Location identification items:
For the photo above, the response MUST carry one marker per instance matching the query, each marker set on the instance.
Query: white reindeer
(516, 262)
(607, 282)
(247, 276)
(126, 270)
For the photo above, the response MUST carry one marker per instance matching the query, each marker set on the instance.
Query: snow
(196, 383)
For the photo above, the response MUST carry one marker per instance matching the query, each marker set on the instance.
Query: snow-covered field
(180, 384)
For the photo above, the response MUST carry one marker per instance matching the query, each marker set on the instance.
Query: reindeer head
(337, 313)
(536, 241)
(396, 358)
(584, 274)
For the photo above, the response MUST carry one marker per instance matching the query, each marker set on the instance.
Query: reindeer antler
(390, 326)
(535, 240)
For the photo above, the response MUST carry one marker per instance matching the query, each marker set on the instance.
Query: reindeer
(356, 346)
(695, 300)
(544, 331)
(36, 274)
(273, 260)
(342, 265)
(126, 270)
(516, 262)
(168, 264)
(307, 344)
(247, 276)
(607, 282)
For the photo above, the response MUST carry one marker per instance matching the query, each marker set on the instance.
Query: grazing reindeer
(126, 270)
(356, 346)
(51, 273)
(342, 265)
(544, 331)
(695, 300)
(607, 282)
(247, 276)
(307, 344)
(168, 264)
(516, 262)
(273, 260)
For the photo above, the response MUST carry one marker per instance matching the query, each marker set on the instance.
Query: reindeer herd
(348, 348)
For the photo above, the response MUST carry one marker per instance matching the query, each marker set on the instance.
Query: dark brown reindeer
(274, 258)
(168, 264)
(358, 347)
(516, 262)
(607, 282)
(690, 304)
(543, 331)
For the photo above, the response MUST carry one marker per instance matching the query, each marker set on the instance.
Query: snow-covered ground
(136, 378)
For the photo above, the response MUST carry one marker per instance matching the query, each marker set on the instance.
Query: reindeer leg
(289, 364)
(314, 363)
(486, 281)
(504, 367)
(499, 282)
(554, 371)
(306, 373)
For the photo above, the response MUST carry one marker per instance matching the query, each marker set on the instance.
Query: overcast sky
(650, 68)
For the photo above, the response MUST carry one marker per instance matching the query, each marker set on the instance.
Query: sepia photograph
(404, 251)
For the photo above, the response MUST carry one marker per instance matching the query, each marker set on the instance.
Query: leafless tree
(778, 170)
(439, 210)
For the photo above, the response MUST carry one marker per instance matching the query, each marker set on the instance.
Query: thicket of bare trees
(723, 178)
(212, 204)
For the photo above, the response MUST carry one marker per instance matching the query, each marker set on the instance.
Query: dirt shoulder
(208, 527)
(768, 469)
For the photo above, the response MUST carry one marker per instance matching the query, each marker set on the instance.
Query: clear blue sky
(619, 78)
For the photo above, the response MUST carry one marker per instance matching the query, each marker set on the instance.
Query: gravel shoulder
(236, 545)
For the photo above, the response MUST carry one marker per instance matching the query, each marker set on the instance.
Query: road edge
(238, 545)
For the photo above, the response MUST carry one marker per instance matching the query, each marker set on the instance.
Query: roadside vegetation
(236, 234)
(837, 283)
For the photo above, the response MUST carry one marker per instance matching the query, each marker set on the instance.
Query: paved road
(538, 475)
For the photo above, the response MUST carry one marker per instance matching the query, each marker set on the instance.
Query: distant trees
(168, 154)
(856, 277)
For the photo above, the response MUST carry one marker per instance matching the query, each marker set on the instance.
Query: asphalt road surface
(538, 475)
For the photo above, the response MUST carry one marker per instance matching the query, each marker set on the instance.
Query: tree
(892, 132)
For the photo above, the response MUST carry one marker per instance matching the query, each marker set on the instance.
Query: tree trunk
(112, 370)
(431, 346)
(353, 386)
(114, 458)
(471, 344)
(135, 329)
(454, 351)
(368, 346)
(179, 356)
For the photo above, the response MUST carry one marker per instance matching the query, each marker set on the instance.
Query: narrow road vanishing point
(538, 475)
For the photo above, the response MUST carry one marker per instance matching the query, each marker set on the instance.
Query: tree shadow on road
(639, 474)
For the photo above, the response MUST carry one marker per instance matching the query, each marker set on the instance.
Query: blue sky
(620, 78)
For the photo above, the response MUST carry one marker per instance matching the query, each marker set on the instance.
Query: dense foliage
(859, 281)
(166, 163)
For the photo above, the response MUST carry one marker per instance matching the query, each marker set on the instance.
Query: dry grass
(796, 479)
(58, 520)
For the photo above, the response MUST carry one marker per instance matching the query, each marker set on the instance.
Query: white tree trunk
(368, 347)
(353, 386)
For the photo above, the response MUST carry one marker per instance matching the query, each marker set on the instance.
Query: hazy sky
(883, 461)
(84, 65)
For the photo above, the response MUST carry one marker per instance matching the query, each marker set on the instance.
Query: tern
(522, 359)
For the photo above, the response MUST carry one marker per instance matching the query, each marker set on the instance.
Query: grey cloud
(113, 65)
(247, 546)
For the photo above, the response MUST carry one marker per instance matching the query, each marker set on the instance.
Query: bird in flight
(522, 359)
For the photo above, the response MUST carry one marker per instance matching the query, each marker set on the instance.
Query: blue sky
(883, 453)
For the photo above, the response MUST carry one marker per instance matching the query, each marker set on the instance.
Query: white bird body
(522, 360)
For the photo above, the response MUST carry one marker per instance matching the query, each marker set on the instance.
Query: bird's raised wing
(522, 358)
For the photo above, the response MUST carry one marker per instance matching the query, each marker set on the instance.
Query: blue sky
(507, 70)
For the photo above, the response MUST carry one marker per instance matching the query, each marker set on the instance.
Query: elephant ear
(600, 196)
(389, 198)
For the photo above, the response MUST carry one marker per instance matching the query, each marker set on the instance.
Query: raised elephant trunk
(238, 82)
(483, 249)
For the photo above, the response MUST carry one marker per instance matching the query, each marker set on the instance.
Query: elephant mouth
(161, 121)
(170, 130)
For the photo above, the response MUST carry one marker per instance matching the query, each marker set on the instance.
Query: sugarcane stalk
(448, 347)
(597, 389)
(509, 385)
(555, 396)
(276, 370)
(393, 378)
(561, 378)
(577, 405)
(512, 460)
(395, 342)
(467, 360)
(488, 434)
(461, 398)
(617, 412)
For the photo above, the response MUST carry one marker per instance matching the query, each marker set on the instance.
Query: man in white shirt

▸ TASK
Extract all the entries word for word.

▸ FULL OUTPUT
For the photo above, the response MUST carry one marker per instance matching the query, each marker set on the instance.
Query: white reindeer
(516, 262)
(607, 282)
(247, 276)
(126, 270)
For the photo above, the response MUST carry one marker per instance matching the query, each marker set on the instance.
Query: snow
(196, 383)
For the photo above, the response MUST carry one marker per instance matching the query, each marker set on the instance.
Query: snow-covered field
(180, 384)
For the photo above, the response MUST carry one marker per instance matching the query, each marker set on the instance.
Query: reindeer head
(337, 313)
(536, 241)
(396, 358)
(584, 274)
For the photo above, the response MUST carry one marker per instance matching the query, each marker set on the instance.
Query: reindeer antler
(390, 326)
(535, 240)
For the photo above, the response MUST carry one marker per instance matching the query, each marker set on the instance.
Query: reindeer
(356, 346)
(695, 300)
(544, 331)
(36, 274)
(273, 260)
(342, 265)
(126, 270)
(516, 262)
(168, 264)
(307, 344)
(247, 276)
(607, 282)
For the photo above, the response MUST carry one marker per instance matching the query, each marker set on the instance.
Query: grazing reindeer
(126, 270)
(356, 346)
(51, 273)
(342, 265)
(544, 331)
(695, 300)
(607, 282)
(247, 276)
(307, 344)
(168, 264)
(516, 262)
(273, 260)
For the photo above, the response MUST carry one marker per instance matching the query, each marker set on the instance.
Query: reindeer herd
(348, 348)
For the photo above, the response MUST carry one marker per instance matching the query, each marker set on the instance.
Query: dark brown reindeer
(274, 258)
(168, 264)
(358, 347)
(516, 262)
(607, 282)
(690, 304)
(543, 331)
For the photo above, the response MUST carry one marker per instance matching the query, each marker set on the instance.
Query: snow-covered ground
(136, 378)
For the photo above, the response MUST carry one marker per instance matching the query, each marker set on the instance.
Query: reindeer leg
(289, 364)
(314, 363)
(486, 281)
(504, 367)
(499, 282)
(554, 371)
(306, 373)
For the photo above, the response MUST carry one marker per instance matching the query, each marker set on the instance.
Query: overcast sky
(650, 68)
For the photo above, the response MUST carry one marker per instance matching the query, each marker set on the instance.
Query: sepia photograph
(404, 251)
For the photo above, the response MUST carry one marker per instance matching the query, each marker set on the instance.
Query: leafless tree
(778, 170)
(439, 210)
For the photo above, the response MUST carry one marker per instance matching the query, each marker set on the instance.
Query: thicket of bare trees
(723, 178)
(212, 204)
For the photo above, the response MUST carry one marker per instance matching the query, each marker set on the instance.
Query: dirt shoulder
(208, 527)
(768, 469)
For the photo above, the response MUST carry one marker per instance matching the query, each marker set on the instance.
Query: clear blue sky
(619, 78)
For the photo above, the response MUST carry one marker per instance matching the query, each marker set on the instance.
Query: gravel shoulder
(236, 545)
For the photo above, the response MUST carry one marker per instance matching the query, each marker set on the instance.
Query: road edge
(238, 545)
For the photo above, the response MUST carry one marker per instance matching the query, each marker set on the instance.
Query: roadside vegetation
(236, 234)
(837, 283)
For the photo above, the response MUST carry one marker per instance matching the query, each marker set on the instance.
Query: paved road
(538, 475)
For the photo above, the response MUST carry one marker per instance matching the query, each marker set on the instance.
Query: distant trees
(168, 154)
(856, 277)
For the photo above, the response MUST carry one marker per instance matching the query, each marker set on the instance.
Query: asphalt road surface
(538, 475)
For the photo above, the response MUST carry one marker per instance matching the query, each marker set on the instance.
Query: tree
(892, 132)
For the photo above, the response MUST carry one marker per instance matching the query, each marker set on the instance.
Query: tree trunk
(112, 370)
(431, 346)
(353, 386)
(114, 458)
(471, 344)
(135, 329)
(454, 351)
(368, 346)
(179, 356)
For the photo above, the response MUST carry one marker per instance matching the query, each marker set on the instance.
Query: narrow road vanishing point
(538, 475)
For the photo above, the response MUST carry one marker per instance matching the query, each marker set on the instance.
Query: tree shadow on road
(639, 474)
For the photo above, the response MUST carry one marker per instance matching the query, each marker set on the instance.
Query: blue sky
(620, 78)
For the photo above, the response MUST carry one marker per instance matching the query, each marker set on the instance.
Query: dense foliage
(859, 281)
(166, 163)
For the photo above, the response MUST carry one marker per instance matching the query, each marker set on the instance.
Query: dry grass
(796, 479)
(58, 520)
For the photo above, the response MUST carry one marker per instance matching the query, each marker set on the instance.
Query: white tree trunk
(368, 347)
(353, 386)
For the photo above, the response MUST carry one marker per instance matching the query, each marker set on the instance.
Query: hazy sky
(883, 461)
(84, 65)
For the photo above, the response MUST carry one marker per instance matching the query, each marker set on the instance.
Query: tern
(522, 359)
For the photo above, the response MUST carry one marker per instance matching the query, each marker set on the instance.
Query: grey cloud
(113, 65)
(247, 546)
For the photo above, the response MUST carry one marker per instance matching the query, each marker set on the instance.
Query: bird in flight
(522, 359)
For the photo above, the response MUST carry one marker per instance matching the query, each marker set on the instance.
Query: blue sky
(883, 453)
For the photo above, the response MUST carry one marker per instance matching the query, each marker set on the instance.
Query: white bird body
(522, 360)
For the photo above, the response MUST carry one marker per instance matching the query, each marker set on the instance.
Query: bird's raised wing
(522, 358)
For the photo above, the response MUST carry one marker per instance matching the query, each marker set on the instance.
Query: blue sky
(507, 70)
For the photo above, the response MUST carry one marker per instance matching the query, each marker set on the instance.
Query: elephant ear
(600, 196)
(389, 198)
For the photo above, the response MUST carry one marker per instance matching the query, each marker set on the instance.
Query: raised elephant trunk
(238, 82)
(483, 249)
For the photo above, the response MUST carry one marker per instance matching the query, each marker set on the instance.
Query: elephant mouth
(161, 121)
(170, 130)
For the photo above, the response MUST carry one marker per instance matching the query, each marker set on the instance.
Query: sugarcane stalk
(448, 347)
(597, 389)
(509, 385)
(555, 396)
(276, 370)
(393, 378)
(561, 378)
(577, 405)
(512, 460)
(395, 342)
(467, 360)
(488, 434)
(461, 398)
(617, 412)
For the photo above, the response MUST carry one marker per instance matching the query, each marker set on the instance.
Query: man in white shirt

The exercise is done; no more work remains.